Please convert everything in the listing from the line containing "Target: green shrub" down through its final line, both ends included, into a JSON list of strings with one string per line, leaving out blank lines.

— Begin PROVIDED DATA —

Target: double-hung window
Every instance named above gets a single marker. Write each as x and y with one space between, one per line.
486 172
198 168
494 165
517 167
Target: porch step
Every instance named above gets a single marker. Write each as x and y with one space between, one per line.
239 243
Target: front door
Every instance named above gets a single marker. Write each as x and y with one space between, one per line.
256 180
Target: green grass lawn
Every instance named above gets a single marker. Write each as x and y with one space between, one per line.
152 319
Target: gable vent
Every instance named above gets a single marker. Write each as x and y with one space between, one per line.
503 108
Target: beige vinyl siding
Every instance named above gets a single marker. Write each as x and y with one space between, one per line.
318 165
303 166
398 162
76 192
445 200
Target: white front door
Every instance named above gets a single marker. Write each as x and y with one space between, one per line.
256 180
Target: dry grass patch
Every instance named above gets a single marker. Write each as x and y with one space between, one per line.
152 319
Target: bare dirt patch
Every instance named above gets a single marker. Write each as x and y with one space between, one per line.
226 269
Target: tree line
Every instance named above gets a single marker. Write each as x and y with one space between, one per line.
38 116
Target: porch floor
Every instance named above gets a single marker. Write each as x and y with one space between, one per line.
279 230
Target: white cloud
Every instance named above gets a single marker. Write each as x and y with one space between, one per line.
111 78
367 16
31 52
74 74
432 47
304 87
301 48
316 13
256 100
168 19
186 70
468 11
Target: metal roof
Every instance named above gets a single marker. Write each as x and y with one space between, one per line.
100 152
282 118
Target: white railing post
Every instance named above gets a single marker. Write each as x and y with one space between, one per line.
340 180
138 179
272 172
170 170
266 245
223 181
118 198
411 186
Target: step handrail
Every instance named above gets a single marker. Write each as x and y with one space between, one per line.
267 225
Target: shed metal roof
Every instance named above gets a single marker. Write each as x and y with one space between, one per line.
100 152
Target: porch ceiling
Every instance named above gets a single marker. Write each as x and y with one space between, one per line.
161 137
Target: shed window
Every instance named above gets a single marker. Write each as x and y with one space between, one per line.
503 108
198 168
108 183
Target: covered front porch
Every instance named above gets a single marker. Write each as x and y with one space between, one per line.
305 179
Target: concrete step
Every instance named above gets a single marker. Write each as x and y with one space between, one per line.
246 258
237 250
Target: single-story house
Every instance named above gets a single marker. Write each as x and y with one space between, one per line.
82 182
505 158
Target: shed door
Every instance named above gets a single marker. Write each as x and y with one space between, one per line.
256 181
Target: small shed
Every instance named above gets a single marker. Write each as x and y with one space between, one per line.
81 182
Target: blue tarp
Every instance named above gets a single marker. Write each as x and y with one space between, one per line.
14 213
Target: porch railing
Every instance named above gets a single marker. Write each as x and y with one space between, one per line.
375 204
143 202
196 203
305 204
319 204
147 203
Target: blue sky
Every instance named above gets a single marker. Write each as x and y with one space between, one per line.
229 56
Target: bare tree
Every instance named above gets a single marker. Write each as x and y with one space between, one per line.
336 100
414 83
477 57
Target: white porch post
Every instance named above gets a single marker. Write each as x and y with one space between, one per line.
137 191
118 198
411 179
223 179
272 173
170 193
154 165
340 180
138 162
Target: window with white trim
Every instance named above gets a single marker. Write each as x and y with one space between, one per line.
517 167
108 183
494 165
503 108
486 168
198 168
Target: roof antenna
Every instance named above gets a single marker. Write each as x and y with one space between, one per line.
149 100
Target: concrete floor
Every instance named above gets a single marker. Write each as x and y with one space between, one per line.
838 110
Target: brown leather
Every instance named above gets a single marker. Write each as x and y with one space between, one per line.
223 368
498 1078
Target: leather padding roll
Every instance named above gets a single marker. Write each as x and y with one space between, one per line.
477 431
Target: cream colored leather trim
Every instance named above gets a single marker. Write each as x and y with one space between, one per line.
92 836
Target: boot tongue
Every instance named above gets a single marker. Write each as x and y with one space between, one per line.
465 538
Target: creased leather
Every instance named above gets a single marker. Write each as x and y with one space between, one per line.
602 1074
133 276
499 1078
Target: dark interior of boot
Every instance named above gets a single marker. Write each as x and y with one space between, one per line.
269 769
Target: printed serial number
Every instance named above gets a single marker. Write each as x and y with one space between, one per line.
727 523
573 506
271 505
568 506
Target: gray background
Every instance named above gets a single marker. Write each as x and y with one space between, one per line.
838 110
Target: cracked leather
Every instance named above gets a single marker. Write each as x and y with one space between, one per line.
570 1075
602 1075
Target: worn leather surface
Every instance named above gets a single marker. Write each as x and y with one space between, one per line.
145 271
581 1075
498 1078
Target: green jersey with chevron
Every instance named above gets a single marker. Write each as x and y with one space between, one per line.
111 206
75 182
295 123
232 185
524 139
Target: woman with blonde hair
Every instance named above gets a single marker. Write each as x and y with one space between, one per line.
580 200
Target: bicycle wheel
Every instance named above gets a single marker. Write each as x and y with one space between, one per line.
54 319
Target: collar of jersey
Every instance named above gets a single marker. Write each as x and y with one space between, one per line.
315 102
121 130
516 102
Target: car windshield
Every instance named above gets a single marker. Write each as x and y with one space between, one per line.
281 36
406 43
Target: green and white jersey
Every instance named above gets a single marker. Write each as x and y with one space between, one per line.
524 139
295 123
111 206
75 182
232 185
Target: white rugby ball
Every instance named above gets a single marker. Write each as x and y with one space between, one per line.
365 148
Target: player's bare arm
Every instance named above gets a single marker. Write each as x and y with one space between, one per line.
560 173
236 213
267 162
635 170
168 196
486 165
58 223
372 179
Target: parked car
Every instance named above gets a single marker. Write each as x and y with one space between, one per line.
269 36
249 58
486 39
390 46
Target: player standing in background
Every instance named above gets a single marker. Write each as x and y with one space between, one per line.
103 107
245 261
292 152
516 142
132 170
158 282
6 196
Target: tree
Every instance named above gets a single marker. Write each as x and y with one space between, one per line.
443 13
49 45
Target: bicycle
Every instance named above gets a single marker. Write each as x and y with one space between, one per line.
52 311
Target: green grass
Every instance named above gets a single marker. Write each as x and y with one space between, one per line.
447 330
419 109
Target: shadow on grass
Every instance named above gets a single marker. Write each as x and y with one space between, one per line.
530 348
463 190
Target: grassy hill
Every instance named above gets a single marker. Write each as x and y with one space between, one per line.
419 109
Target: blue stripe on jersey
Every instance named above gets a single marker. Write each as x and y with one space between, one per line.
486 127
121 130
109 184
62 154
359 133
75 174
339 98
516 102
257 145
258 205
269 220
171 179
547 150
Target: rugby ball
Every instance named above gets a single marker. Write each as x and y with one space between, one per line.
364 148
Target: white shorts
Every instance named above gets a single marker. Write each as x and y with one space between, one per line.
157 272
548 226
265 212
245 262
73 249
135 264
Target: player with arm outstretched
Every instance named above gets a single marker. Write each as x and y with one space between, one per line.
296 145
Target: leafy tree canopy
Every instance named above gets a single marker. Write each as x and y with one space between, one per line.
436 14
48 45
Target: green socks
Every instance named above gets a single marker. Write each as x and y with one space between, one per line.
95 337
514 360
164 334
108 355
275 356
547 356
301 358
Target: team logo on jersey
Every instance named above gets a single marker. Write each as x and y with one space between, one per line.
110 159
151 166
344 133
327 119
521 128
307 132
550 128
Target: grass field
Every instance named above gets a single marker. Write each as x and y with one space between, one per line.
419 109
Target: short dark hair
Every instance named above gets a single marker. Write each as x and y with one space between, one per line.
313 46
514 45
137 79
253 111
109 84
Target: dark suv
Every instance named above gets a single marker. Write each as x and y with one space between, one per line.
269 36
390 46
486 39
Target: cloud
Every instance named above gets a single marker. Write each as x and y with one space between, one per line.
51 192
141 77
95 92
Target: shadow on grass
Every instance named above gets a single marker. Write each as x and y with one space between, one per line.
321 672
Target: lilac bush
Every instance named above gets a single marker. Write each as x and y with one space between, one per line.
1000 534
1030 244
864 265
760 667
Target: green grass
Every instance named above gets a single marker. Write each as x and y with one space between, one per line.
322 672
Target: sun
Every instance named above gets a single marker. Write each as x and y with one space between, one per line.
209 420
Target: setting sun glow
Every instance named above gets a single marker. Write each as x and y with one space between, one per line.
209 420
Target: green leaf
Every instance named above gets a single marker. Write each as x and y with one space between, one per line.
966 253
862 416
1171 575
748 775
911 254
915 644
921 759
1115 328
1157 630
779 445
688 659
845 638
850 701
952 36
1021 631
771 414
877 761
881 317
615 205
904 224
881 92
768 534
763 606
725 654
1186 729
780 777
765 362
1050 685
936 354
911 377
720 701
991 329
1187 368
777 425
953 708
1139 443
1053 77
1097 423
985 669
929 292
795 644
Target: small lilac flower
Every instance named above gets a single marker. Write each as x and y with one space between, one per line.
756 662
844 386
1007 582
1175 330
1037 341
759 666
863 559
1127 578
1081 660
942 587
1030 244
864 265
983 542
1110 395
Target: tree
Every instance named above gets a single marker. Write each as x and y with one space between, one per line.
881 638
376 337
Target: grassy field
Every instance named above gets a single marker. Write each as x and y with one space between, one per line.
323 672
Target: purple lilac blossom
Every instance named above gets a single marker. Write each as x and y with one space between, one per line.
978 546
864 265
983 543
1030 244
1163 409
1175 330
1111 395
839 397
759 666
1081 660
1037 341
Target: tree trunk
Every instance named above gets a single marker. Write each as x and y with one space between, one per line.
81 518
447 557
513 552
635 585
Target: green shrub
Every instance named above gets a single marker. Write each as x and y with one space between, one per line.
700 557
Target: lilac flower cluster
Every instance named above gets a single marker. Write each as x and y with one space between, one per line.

— End PROVIDED DATA —

• **RESULT OF THIS EXERCISE**
[
  "Target: green shrub",
  "Every instance named above gets a single marker. Write each as x and y with one space between, one per line.",
  "700 557",
  "Target: lilac flower cluster",
  "Every instance named above gets a single marker. Write each as x and y with one space between, one per line."
]